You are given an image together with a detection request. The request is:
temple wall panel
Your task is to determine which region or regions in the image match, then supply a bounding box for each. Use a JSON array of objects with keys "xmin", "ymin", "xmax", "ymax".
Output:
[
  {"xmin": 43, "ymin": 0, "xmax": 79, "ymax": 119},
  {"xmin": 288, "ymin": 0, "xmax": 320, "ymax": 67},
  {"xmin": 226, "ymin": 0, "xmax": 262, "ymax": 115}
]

### Directive
Rewrite the records with "bounding box" changed to "rectangle", leaving everything else as it is.

### Answer to the problem
You are given an image together with a detection request. The request is:
temple wall panel
Your task is to determine which region or regions in the image match, then supply a rectangle for each. Use a JSON array of objects with keys "xmin", "ymin", "xmax", "ymax".
Output:
[
  {"xmin": 43, "ymin": 0, "xmax": 79, "ymax": 119},
  {"xmin": 288, "ymin": 0, "xmax": 320, "ymax": 67},
  {"xmin": 226, "ymin": 0, "xmax": 262, "ymax": 115}
]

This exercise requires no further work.